→ **Problem**: Although the data below holds other lines too, output only those from the line with "of the chrome" up to and including the line with "of the dark", exactly as they appear.
*** Input data ***
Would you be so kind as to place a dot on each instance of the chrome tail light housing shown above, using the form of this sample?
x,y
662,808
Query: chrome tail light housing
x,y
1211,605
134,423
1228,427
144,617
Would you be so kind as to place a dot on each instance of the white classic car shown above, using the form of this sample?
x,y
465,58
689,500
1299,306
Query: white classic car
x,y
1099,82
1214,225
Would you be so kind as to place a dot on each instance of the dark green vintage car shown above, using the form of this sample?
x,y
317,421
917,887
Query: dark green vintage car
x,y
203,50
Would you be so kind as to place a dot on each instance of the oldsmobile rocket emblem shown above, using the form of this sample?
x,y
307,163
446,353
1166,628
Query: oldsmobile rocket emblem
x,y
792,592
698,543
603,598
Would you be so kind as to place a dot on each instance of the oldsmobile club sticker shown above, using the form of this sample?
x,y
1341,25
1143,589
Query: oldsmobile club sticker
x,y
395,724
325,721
***
*** Input data ***
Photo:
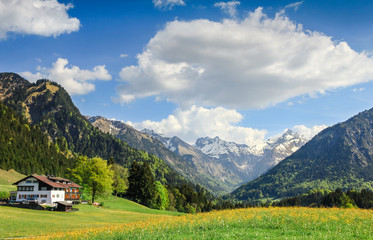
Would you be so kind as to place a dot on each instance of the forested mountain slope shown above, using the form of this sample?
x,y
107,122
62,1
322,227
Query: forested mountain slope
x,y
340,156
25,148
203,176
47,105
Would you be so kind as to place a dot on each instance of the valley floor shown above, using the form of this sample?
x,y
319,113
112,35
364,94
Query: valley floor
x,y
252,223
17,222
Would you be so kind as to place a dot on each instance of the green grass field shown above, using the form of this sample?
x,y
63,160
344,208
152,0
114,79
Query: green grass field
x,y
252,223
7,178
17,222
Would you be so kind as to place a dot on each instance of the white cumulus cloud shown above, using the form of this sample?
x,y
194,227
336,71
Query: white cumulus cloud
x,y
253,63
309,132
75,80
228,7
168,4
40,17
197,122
***
→ **Solution to this task**:
Would you be so kind as to place a dot on each instance of the chrome tail light housing shown above, using the form of this sample?
x,y
662,808
Query: chrome tail light housing
x,y
1211,605
134,423
1228,427
144,617
Would you be so kind as to place a dot on each instance of the white classic car shown above, using the form of this sample?
x,y
465,58
689,500
1299,306
Query: white classic car
x,y
1099,82
1214,225
Would you be so kind as to place a dot on each instance of the dark green vintage car shown above, using the form of this sample?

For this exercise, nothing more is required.